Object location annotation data
□ □ □ □ □
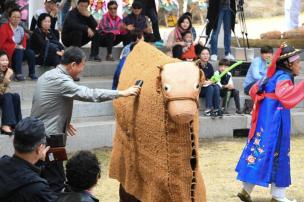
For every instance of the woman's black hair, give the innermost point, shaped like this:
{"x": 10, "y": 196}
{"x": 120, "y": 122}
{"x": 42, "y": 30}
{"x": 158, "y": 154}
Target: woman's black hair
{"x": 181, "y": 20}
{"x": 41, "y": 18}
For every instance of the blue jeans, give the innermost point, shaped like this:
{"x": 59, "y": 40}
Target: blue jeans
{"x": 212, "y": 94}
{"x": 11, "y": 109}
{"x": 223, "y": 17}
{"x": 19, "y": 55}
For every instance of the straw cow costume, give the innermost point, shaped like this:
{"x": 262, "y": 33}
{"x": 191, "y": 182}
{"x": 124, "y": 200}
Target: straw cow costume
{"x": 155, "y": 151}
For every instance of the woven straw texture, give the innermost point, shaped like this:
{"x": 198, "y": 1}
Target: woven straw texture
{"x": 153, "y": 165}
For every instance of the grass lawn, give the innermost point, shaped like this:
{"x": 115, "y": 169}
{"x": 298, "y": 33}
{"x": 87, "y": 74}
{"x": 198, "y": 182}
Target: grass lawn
□ □ □ □ □
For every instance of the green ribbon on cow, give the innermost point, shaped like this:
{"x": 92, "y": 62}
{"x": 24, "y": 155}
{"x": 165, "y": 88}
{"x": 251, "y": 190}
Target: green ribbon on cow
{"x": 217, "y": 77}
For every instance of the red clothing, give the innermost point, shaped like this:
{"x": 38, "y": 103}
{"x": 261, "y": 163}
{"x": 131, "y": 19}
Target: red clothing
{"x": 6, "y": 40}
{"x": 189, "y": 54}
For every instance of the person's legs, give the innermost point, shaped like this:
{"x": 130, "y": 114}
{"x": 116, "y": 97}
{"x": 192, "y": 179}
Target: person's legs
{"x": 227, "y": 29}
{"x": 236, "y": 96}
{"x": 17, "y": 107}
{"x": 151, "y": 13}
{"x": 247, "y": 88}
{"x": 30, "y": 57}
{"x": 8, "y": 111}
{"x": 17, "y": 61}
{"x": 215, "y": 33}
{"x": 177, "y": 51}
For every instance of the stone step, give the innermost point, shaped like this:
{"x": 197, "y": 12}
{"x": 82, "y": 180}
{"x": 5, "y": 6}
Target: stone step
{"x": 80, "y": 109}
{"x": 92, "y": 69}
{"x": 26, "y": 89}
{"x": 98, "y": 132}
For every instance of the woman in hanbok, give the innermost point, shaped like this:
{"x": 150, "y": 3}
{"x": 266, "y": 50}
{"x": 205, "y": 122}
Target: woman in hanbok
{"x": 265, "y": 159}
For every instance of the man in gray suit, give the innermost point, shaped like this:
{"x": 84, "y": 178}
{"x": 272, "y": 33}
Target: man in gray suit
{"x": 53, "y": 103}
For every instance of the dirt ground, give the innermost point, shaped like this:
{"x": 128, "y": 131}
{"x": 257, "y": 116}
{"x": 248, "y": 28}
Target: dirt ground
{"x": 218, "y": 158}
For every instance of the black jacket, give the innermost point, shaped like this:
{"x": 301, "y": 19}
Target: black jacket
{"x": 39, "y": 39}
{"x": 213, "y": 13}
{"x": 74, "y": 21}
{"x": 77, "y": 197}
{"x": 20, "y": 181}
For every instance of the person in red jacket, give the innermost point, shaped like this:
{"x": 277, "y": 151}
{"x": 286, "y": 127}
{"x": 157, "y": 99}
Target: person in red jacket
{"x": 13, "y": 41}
□ □ □ □ □
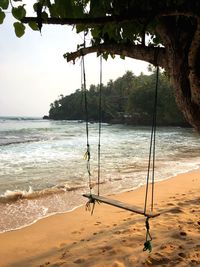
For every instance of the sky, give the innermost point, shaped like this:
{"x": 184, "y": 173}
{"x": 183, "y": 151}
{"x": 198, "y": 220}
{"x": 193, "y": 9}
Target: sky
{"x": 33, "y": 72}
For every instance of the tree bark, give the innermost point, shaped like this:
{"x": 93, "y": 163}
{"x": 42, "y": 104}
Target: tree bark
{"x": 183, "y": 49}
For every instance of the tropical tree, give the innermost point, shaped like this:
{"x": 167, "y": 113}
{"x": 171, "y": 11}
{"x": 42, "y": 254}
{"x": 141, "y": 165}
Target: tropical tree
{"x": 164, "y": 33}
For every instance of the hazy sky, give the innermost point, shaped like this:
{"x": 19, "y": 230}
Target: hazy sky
□ □ □ □ □
**WHAT YOU SHOULD DO:**
Find every line in the material above that contains the word "gray", and copy each of those lines.

**EXERCISE RESULT:**
For every instance of the man in gray suit, give the innermost point, shaped like this:
Target: man in gray suit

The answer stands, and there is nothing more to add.